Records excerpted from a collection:
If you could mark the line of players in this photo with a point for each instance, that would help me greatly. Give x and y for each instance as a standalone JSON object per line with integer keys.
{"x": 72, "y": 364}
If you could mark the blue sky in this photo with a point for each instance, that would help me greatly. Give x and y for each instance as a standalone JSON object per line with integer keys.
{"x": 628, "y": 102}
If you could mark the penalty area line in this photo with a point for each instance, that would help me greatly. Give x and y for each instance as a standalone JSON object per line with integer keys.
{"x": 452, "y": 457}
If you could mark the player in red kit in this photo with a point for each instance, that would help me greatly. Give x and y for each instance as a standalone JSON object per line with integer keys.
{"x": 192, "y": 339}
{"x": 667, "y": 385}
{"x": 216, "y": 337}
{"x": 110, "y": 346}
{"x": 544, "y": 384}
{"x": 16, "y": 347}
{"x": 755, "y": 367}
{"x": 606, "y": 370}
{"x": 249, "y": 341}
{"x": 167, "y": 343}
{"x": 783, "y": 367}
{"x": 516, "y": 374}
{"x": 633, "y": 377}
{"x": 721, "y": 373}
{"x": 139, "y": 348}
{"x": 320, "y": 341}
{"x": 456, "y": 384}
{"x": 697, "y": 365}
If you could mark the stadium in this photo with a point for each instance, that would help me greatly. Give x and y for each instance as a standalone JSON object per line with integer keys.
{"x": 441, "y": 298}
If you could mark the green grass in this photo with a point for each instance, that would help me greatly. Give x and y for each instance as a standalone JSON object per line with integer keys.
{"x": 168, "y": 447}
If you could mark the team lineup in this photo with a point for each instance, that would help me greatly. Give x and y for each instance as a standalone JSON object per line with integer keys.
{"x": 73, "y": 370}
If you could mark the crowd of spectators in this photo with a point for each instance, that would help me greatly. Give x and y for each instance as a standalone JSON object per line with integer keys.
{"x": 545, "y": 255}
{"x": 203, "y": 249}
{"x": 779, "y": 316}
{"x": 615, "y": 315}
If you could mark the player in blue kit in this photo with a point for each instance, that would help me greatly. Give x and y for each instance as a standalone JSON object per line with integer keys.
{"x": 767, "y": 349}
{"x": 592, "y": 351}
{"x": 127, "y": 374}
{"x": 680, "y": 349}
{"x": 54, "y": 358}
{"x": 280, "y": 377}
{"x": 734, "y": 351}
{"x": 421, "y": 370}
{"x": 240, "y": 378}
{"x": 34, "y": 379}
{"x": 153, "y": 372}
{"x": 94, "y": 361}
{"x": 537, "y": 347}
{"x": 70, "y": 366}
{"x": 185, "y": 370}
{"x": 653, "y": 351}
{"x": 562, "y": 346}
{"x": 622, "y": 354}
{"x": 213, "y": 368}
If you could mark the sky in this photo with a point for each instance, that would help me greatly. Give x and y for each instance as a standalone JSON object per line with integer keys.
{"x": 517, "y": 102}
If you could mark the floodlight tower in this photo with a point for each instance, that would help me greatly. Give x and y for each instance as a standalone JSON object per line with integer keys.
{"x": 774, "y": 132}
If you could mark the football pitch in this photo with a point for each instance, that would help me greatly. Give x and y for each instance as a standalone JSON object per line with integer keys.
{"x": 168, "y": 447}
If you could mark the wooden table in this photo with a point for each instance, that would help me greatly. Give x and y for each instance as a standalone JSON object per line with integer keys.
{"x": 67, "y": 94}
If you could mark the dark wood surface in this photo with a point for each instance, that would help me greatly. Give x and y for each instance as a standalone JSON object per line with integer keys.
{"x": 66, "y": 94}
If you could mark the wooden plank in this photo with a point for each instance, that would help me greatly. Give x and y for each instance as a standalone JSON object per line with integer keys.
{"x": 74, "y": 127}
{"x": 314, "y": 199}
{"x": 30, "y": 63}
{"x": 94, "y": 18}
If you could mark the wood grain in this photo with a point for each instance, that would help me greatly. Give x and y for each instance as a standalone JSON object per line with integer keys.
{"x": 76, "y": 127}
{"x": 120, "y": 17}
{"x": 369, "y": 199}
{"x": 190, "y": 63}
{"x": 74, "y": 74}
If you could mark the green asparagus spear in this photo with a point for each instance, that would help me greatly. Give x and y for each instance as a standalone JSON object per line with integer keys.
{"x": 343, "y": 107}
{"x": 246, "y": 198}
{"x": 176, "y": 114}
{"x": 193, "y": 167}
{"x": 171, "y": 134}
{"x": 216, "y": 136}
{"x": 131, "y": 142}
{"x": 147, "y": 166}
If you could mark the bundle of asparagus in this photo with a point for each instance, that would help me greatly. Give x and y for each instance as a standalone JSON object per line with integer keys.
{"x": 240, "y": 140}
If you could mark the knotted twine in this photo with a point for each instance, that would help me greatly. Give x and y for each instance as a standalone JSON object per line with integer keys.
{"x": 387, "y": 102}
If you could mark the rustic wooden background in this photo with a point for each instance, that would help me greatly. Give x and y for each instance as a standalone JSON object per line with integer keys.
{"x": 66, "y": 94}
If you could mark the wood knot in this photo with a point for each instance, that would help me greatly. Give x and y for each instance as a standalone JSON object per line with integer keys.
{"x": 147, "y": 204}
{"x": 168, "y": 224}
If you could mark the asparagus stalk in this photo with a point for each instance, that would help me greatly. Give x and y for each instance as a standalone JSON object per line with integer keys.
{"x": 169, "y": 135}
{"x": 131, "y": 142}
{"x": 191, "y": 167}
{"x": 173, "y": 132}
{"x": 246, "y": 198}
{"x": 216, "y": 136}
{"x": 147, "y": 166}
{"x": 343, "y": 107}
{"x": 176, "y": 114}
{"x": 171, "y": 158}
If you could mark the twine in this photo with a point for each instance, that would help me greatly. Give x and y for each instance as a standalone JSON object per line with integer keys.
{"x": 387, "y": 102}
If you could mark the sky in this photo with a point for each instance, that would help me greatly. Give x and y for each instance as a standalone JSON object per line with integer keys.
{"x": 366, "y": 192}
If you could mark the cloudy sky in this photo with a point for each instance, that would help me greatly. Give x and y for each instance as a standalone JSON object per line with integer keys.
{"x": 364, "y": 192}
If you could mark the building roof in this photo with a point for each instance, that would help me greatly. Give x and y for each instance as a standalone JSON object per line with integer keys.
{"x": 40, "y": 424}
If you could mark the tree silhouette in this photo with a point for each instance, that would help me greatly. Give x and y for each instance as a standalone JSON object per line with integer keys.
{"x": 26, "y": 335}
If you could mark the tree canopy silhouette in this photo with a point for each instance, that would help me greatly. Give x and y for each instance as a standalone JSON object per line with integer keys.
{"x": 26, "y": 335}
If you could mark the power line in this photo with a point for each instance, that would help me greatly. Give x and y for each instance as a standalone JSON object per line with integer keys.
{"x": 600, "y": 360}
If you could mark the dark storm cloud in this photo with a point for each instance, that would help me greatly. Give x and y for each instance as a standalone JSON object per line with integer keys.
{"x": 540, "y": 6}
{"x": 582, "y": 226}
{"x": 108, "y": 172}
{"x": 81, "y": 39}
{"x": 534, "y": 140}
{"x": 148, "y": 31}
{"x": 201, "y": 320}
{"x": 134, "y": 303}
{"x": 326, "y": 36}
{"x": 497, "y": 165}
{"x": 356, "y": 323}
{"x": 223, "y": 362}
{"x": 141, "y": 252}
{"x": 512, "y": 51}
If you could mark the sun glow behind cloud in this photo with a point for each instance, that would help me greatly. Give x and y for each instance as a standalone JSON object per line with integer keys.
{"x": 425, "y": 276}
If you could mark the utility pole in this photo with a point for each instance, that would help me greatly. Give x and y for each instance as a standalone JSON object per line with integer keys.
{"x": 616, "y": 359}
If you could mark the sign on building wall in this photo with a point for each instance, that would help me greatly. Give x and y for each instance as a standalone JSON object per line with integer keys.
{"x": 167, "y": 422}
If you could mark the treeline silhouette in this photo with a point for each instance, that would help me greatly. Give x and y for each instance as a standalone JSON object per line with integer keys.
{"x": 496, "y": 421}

## [Task prompt]
Word for word, restate the lines above.

## [Solution to this task]
If you could mark the line of players in this photo with a point for each instance, that would help me greatly. Give x and y for each instance as a standalone JSON object per line with integer keys.
{"x": 72, "y": 364}
If you could mark the blue sky in this photo with a point for each instance, that would help me greatly. Give x and y for each instance as a standalone JSON object per line with integer keys.
{"x": 628, "y": 102}
If you could mark the penalty area line in this photo with a point for each instance, that would help me greatly. Give x and y for each instance as a standalone JSON object per line with integer keys.
{"x": 452, "y": 457}
If you could mark the player in red kit in this photo with a point for each instance, that would help me greatly. Give x and y for each instance as a standalone JSON object per line with integer keys.
{"x": 192, "y": 339}
{"x": 667, "y": 385}
{"x": 216, "y": 337}
{"x": 110, "y": 346}
{"x": 544, "y": 384}
{"x": 16, "y": 347}
{"x": 755, "y": 367}
{"x": 606, "y": 370}
{"x": 249, "y": 341}
{"x": 167, "y": 343}
{"x": 783, "y": 367}
{"x": 516, "y": 374}
{"x": 633, "y": 377}
{"x": 721, "y": 373}
{"x": 139, "y": 348}
{"x": 320, "y": 341}
{"x": 456, "y": 384}
{"x": 697, "y": 365}
If you could mark the stadium in this photo with a point for each instance, that would help me greatly. Give x and y for each instance as a standalone JSON object per line with integer keys.
{"x": 441, "y": 298}
If you could mark the green grass in this photo with a point for each instance, that would help me greatly. Give x and y for each instance as a standalone JSON object per line with integer keys.
{"x": 168, "y": 447}
If you could mark the team lineup in this photo with a point for each instance, that would help me greatly. Give x and y for each instance as a standalone JSON object per line with integer keys.
{"x": 73, "y": 370}
If you could mark the crowd of spectators in this photo with a point for each instance, that would help me greatly. Give x and y for each instance as a standalone JSON object per line with integer keys.
{"x": 545, "y": 255}
{"x": 203, "y": 249}
{"x": 779, "y": 316}
{"x": 615, "y": 315}
If you could mark the player in blue kit in this photo with a point for each instance, that would help me greatly. Give x and y for each instance as a standalone JSON object per line with integer keys.
{"x": 767, "y": 349}
{"x": 592, "y": 351}
{"x": 127, "y": 374}
{"x": 680, "y": 349}
{"x": 54, "y": 358}
{"x": 280, "y": 377}
{"x": 734, "y": 351}
{"x": 421, "y": 370}
{"x": 240, "y": 378}
{"x": 34, "y": 379}
{"x": 153, "y": 372}
{"x": 94, "y": 361}
{"x": 537, "y": 347}
{"x": 70, "y": 366}
{"x": 185, "y": 370}
{"x": 653, "y": 351}
{"x": 562, "y": 346}
{"x": 622, "y": 354}
{"x": 213, "y": 368}
If you could mark the sky in this photo with a point for each instance, that would help me greatly. Give x and y for each instance as a standalone JSON object per line with integer keys.
{"x": 517, "y": 102}
If you could mark the floodlight tower in this photo with a point for each instance, that would help me greatly. Give x and y for each instance as a standalone JSON object per line with integer keys.
{"x": 774, "y": 132}
If you could mark the football pitch in this photo with a point for each instance, that would help me greatly. Give x and y for each instance as a standalone JSON object per line with integer keys.
{"x": 168, "y": 447}
If you could mark the wooden table in this photo with a point for each instance, that would help me greatly. Give x and y for each instance as a standalone JSON object per line with integer keys.
{"x": 67, "y": 94}
If you could mark the dark wood surface in this photo with a point for each instance, that would help me greatly. Give x and y for each instance as a standalone JSON object per line with integer keys.
{"x": 66, "y": 94}
If you could mark the wooden plank in this photo with a point for each instance, that would help me greatly. Give x and y for each instance as a standalone JSON object per line with integer keys.
{"x": 74, "y": 127}
{"x": 314, "y": 199}
{"x": 30, "y": 63}
{"x": 94, "y": 18}
If you could mark the wood grain in this photo with a point for each instance, that would help me greatly. Give x and y for each instance as a standalone JSON object per line with integer keys.
{"x": 76, "y": 127}
{"x": 120, "y": 17}
{"x": 369, "y": 199}
{"x": 190, "y": 63}
{"x": 74, "y": 74}
If you could mark the green asparagus spear in this photo with a point for each instance, that would help me greatly. Give x and y for each instance as a standalone JSON object per line with integer keys.
{"x": 343, "y": 107}
{"x": 246, "y": 198}
{"x": 176, "y": 114}
{"x": 193, "y": 167}
{"x": 171, "y": 134}
{"x": 216, "y": 136}
{"x": 131, "y": 142}
{"x": 147, "y": 166}
If you could mark the bundle of asparagus in this photo with a point for each instance, that would help me greatly. Give x and y for each instance as a standalone JSON object per line with integer keys.
{"x": 240, "y": 140}
If you could mark the knotted twine in this photo with a point for each instance, that would help me greatly. Give x and y for each instance as a standalone JSON object per line with integer keys.
{"x": 387, "y": 102}
If you could mark the rustic wooden background in this photo with a point for each instance, that would help me greatly. Give x and y for each instance as a standalone JSON object per line with integer keys.
{"x": 66, "y": 94}
If you could mark the wood knot in this photo with a point for each instance, that would help me greatly. Give x and y for each instance as a standalone JSON object per line with integer keys.
{"x": 147, "y": 204}
{"x": 168, "y": 224}
If you could mark the asparagus stalk in this photo with a point for each instance, that would help me greatly. Give x and y for each instance as a standalone JSON object per line with integer keys.
{"x": 169, "y": 135}
{"x": 131, "y": 142}
{"x": 191, "y": 167}
{"x": 173, "y": 132}
{"x": 246, "y": 198}
{"x": 216, "y": 136}
{"x": 147, "y": 166}
{"x": 343, "y": 107}
{"x": 176, "y": 114}
{"x": 171, "y": 158}
If you could mark the twine in this photo with a point for each instance, that would help me greatly. Give x and y for each instance as a standalone JSON object per line with integer keys.
{"x": 387, "y": 102}
If you could mark the sky in this photo with a point for each instance, that would help me greatly. Give x and y for each instance as a standalone JSON object per line with integer keys.
{"x": 366, "y": 192}
If you could mark the cloudy sky in this photo with a point for each instance, that would help me greatly. Give x and y for each instance as a standalone JSON object per line with integer keys.
{"x": 364, "y": 192}
If you could mark the building roof in this photo with a point for each instance, that would help me greatly. Give x and y for each instance as a standalone JSON object per line with integer keys.
{"x": 40, "y": 424}
If you could mark the tree silhouette in this photo with a point for each instance, that would help me greatly. Give x and y for each instance as a standalone JSON object per line with integer keys.
{"x": 26, "y": 335}
If you could mark the tree canopy silhouette in this photo with a point for each instance, that would help me greatly. Give x and y for each instance as a standalone JSON object per line with integer keys.
{"x": 26, "y": 335}
If you could mark the power line in this photo with a point for each instance, that would help me greatly. Give x and y for each instance as a standalone JSON object per line with integer keys.
{"x": 600, "y": 360}
If you could mark the dark storm cloud in this photo with a point for each instance, that would help me greatly. Give x and y for each instance as a standalone JSON object per line with integer keys.
{"x": 540, "y": 6}
{"x": 582, "y": 226}
{"x": 108, "y": 172}
{"x": 81, "y": 39}
{"x": 534, "y": 140}
{"x": 148, "y": 31}
{"x": 201, "y": 320}
{"x": 134, "y": 303}
{"x": 326, "y": 36}
{"x": 497, "y": 165}
{"x": 356, "y": 323}
{"x": 223, "y": 362}
{"x": 141, "y": 252}
{"x": 512, "y": 51}
If you could mark the sun glow behind cloud in this photo with a point for each instance, that would help me greatly. Give x and y for each instance as a standalone JSON object per line with integer keys.
{"x": 425, "y": 276}
If you could mark the utility pole in this photo with a point for each instance, that would help me greatly. Give x and y for each instance as a standalone JSON object per line with integer keys.
{"x": 616, "y": 359}
If you could mark the sign on building wall in this photo with a point for each instance, that would help me greatly. Give x and y for each instance as a standalone JSON object per line with integer keys.
{"x": 167, "y": 422}
If you could mark the treeline silhouette in this photo with a point for each instance, that would help me greatly. Give x and y for each instance as a standalone JSON object per line with integer keys.
{"x": 496, "y": 421}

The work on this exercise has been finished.